— Start of Input rows —

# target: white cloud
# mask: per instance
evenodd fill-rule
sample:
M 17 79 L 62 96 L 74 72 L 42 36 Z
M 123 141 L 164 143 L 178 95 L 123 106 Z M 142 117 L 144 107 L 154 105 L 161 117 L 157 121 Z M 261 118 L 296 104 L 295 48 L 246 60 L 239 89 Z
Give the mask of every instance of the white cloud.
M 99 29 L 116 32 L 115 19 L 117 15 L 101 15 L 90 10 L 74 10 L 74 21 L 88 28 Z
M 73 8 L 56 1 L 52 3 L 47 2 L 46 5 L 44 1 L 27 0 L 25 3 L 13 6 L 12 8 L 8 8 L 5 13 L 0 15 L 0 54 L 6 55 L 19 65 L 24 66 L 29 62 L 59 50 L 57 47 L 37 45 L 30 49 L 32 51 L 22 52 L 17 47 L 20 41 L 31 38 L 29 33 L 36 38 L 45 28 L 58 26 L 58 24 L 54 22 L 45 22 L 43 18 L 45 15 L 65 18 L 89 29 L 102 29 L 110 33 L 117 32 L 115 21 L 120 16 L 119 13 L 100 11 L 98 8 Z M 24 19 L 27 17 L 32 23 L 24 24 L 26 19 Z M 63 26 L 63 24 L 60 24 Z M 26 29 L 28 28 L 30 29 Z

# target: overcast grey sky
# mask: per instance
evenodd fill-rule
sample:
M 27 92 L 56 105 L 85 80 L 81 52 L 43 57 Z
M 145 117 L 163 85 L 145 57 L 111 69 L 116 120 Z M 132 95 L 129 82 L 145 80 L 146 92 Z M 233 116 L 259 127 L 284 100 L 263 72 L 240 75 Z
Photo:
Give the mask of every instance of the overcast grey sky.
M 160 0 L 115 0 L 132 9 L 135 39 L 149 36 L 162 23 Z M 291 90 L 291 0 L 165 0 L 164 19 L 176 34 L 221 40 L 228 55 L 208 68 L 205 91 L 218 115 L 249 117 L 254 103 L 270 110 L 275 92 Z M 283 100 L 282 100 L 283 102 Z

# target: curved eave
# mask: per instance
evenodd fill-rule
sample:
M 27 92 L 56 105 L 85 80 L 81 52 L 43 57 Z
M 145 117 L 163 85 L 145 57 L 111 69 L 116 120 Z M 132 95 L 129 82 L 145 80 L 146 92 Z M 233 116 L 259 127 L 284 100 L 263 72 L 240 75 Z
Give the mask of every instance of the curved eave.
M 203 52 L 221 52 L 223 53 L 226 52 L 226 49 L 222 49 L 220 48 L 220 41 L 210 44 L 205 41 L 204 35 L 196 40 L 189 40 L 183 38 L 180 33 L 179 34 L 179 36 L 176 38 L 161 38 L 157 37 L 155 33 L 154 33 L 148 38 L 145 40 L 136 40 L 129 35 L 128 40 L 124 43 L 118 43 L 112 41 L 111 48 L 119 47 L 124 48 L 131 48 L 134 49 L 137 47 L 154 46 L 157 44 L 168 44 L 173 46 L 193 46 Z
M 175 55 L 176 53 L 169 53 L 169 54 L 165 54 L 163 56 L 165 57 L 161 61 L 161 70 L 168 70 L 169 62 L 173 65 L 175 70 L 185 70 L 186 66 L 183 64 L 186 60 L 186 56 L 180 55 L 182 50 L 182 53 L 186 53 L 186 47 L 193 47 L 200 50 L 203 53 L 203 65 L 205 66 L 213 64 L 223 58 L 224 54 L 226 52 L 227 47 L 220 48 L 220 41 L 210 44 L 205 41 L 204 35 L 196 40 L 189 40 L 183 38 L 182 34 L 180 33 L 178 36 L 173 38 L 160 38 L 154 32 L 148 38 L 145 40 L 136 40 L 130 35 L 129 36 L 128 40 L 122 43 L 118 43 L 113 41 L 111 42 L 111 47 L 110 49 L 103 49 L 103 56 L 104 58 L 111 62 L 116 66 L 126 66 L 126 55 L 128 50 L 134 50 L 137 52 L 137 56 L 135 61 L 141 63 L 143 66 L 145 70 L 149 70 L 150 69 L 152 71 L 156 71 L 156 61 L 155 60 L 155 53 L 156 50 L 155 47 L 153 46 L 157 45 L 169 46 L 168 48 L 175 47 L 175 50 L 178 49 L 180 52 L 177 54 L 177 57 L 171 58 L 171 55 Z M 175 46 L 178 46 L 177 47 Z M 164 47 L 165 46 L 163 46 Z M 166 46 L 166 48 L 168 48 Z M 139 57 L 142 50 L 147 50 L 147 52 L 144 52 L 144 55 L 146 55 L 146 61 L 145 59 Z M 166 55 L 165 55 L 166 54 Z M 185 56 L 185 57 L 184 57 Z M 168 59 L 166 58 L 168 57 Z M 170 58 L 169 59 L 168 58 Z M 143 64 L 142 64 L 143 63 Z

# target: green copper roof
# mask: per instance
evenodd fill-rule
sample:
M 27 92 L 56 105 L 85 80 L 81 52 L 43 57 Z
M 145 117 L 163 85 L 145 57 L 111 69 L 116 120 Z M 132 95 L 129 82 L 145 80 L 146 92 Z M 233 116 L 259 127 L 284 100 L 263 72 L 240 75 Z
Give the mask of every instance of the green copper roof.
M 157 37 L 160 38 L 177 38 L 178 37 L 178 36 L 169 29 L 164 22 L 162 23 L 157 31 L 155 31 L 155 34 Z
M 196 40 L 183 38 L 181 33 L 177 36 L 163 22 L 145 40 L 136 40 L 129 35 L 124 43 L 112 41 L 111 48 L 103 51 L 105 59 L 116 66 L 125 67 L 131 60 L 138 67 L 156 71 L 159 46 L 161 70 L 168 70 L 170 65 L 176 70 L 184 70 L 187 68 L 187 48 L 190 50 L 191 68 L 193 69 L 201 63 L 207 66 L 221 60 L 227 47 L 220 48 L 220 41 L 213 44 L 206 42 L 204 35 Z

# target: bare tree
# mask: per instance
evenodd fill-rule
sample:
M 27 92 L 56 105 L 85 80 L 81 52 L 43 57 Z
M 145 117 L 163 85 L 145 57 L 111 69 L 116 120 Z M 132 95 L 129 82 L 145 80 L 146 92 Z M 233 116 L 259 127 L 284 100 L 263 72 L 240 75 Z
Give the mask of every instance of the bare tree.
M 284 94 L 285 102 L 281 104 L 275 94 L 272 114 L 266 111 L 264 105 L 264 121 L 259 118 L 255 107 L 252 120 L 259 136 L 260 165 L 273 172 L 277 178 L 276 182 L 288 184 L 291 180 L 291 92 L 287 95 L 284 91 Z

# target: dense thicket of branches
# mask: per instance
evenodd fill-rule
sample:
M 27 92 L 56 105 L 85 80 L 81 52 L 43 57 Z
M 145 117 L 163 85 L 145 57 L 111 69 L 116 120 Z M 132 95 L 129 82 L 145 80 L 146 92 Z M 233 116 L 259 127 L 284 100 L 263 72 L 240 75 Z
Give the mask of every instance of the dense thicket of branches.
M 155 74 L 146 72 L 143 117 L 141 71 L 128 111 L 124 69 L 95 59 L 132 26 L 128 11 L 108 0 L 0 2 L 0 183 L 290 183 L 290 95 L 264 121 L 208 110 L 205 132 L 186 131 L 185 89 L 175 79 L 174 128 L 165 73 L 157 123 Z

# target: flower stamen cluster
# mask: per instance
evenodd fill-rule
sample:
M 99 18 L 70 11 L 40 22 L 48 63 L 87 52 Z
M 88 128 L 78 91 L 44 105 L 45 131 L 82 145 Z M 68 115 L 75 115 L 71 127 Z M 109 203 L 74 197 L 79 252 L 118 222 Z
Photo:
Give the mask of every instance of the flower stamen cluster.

— End of Input rows —

# [Directions]
Update the records above by replacing each "evenodd" with "nonzero", leaving every other part of every line unchanged.

# [Written solution]
# target: white cloud
# mask: per instance
nonzero fill-rule
sample:
M 17 79 L 62 96 L 74 72 L 42 36 Z
M 123 141 L 164 143 L 178 95 L 123 106 Z M 142 117 L 144 107 L 154 105 L 161 117 L 157 121 Z M 261 118 L 296 104 L 295 48 L 246 60 L 239 89 Z
Give the mask of every instance of the white cloud.
M 99 29 L 116 32 L 115 19 L 117 15 L 101 15 L 90 10 L 74 10 L 74 21 L 88 28 Z
M 73 8 L 56 1 L 52 3 L 47 2 L 46 5 L 44 1 L 27 0 L 25 3 L 13 6 L 12 8 L 8 8 L 5 13 L 0 15 L 0 54 L 6 55 L 19 65 L 24 66 L 29 62 L 59 50 L 57 47 L 37 45 L 30 49 L 32 51 L 22 52 L 17 47 L 20 41 L 31 38 L 29 33 L 36 38 L 45 28 L 58 26 L 58 24 L 54 22 L 45 22 L 43 18 L 45 15 L 65 18 L 89 29 L 102 29 L 110 33 L 117 32 L 115 21 L 120 16 L 119 13 L 100 11 L 98 8 Z M 24 19 L 27 17 L 32 23 L 24 24 L 26 19 Z M 63 26 L 63 24 L 60 24 Z M 26 29 L 28 28 L 30 29 Z

# target: overcast grey sky
# mask: per instance
nonzero fill-rule
sample:
M 27 92 L 56 105 L 85 80 L 81 52 L 43 57 Z
M 145 117 L 163 85 L 145 57 L 111 69 L 116 120 Z M 132 95 L 129 82 L 145 80 L 146 92 Z M 233 116 L 259 127 L 284 100 L 263 72 L 240 75 Z
Photo:
Give the mask of every instance of the overcast grey sky.
M 160 0 L 115 0 L 132 9 L 135 39 L 149 36 L 162 23 Z M 291 90 L 291 0 L 165 0 L 164 19 L 176 34 L 221 40 L 228 55 L 208 68 L 205 91 L 218 115 L 249 117 L 254 103 L 270 110 L 275 92 Z M 283 100 L 282 100 L 283 102 Z

# target: curved eave
# mask: per instance
nonzero fill-rule
sample:
M 27 92 L 56 105 L 85 80 L 81 52 L 43 57 Z
M 145 117 L 163 85 L 145 57 L 111 69 L 116 120 Z M 132 95 L 129 82 L 145 80 L 146 92 Z M 233 116 L 259 127 L 284 100 L 263 72 L 240 75 Z
Give the mask of every instance of the curved eave.
M 203 52 L 221 52 L 223 53 L 226 52 L 226 49 L 222 49 L 220 48 L 220 41 L 210 44 L 205 41 L 204 35 L 196 40 L 189 40 L 183 38 L 180 33 L 179 34 L 179 36 L 176 38 L 161 38 L 157 37 L 155 33 L 154 33 L 148 38 L 145 40 L 136 40 L 129 35 L 128 40 L 124 43 L 118 43 L 112 41 L 111 48 L 119 47 L 124 48 L 131 48 L 134 49 L 137 47 L 154 46 L 157 44 L 168 44 L 173 46 L 193 46 Z
M 175 55 L 176 53 L 169 53 L 169 54 L 165 54 L 163 56 L 165 57 L 161 61 L 161 70 L 168 70 L 169 62 L 173 65 L 175 70 L 185 70 L 186 66 L 183 64 L 186 60 L 186 56 L 180 55 L 182 50 L 182 53 L 186 53 L 186 47 L 193 47 L 200 50 L 203 53 L 203 65 L 205 66 L 213 64 L 223 58 L 224 54 L 226 52 L 227 47 L 220 48 L 220 41 L 210 44 L 205 41 L 204 35 L 196 40 L 189 40 L 183 38 L 182 34 L 180 33 L 178 36 L 173 38 L 160 38 L 154 32 L 148 38 L 145 40 L 136 40 L 130 35 L 129 36 L 128 40 L 122 43 L 118 43 L 113 41 L 111 42 L 111 47 L 110 49 L 103 49 L 103 56 L 104 58 L 111 62 L 116 66 L 126 66 L 126 55 L 128 50 L 134 50 L 137 52 L 137 56 L 135 61 L 141 63 L 143 66 L 145 70 L 149 70 L 150 69 L 152 71 L 156 71 L 156 61 L 155 60 L 155 53 L 156 50 L 155 47 L 153 46 L 157 45 L 169 46 L 168 48 L 175 47 L 175 50 L 178 49 L 180 52 L 177 54 L 177 57 L 171 58 L 171 55 Z M 175 46 L 178 46 L 177 47 Z M 164 47 L 165 46 L 163 46 Z M 166 46 L 166 48 L 168 48 Z M 139 57 L 142 50 L 147 50 L 147 52 L 144 52 L 144 55 L 146 55 L 146 61 L 145 59 Z M 166 55 L 165 55 L 166 54 Z M 185 56 L 185 57 L 184 57 Z M 168 59 L 166 58 L 168 57 Z M 170 58 L 169 59 L 168 58 Z M 143 64 L 142 64 L 143 63 Z

# target: green copper roof
# mask: per instance
nonzero fill-rule
sample:
M 27 92 L 56 105 L 85 80 L 81 52 L 43 57 Z
M 145 117 L 163 85 L 145 57 L 111 69 L 116 120 Z M 132 95 L 129 82 L 145 80 L 146 92 Z M 233 116 L 259 127 L 284 100 L 263 72 L 240 75 Z
Give the mask of every instance of the green copper roof.
M 157 37 L 160 38 L 177 38 L 178 37 L 178 36 L 169 29 L 164 22 L 162 23 L 157 31 L 155 31 L 155 34 Z
M 196 40 L 183 38 L 181 33 L 177 36 L 163 22 L 145 40 L 136 40 L 129 35 L 124 43 L 112 41 L 111 48 L 103 51 L 105 59 L 116 66 L 125 67 L 131 60 L 138 67 L 156 71 L 159 46 L 161 70 L 168 70 L 170 65 L 176 70 L 184 70 L 187 68 L 187 48 L 190 50 L 191 68 L 193 69 L 201 63 L 207 66 L 221 60 L 227 47 L 220 48 L 220 41 L 213 44 L 206 42 L 204 35 Z

# target: bare tree
# mask: per instance
nonzero fill-rule
sample:
M 27 92 L 56 105 L 85 80 L 81 52 L 43 57 Z
M 145 117 L 163 85 L 145 57 L 111 69 L 116 120 Z M 132 95 L 129 82 L 145 80 L 146 92 Z M 233 116 L 259 127 L 284 100 L 263 72 L 240 75 Z
Give the mask of every instance of the bare tree.
M 284 94 L 285 102 L 281 104 L 275 94 L 272 114 L 266 111 L 264 105 L 264 121 L 259 118 L 255 107 L 252 120 L 259 136 L 260 165 L 273 172 L 277 178 L 276 182 L 288 184 L 291 180 L 291 92 L 287 95 L 284 91 Z

# target: dense thicket of branches
# mask: per instance
nonzero fill-rule
sample:
M 27 92 L 56 105 L 85 80 L 81 52 L 43 57 Z
M 145 117 L 163 85 L 145 57 L 111 69 L 116 120 Z M 132 95 L 129 82 L 145 80 L 146 92 Z M 233 116 L 259 127 L 284 100 L 263 72 L 240 75 Z
Give the mask of every instance of the dense thicket of branches.
M 155 74 L 146 72 L 143 117 L 141 71 L 128 111 L 124 69 L 95 59 L 132 26 L 128 11 L 108 0 L 0 2 L 0 183 L 290 183 L 290 95 L 264 121 L 208 110 L 205 132 L 186 131 L 185 89 L 175 79 L 174 128 L 165 73 L 157 123 Z

# target: flower stamen cluster
# mask: per instance
nonzero fill-rule
sample:
M 99 18 L 70 11 L 40 22 L 48 63 L 87 52 Z
M 88 128 L 78 91 L 44 105 L 45 131 L 82 145 Z M 68 115 L 75 115 L 71 127 Z M 109 203 L 74 197 L 79 252 L 118 222 Z
Photo:
Give the mask of every instance of the flower stamen cluster.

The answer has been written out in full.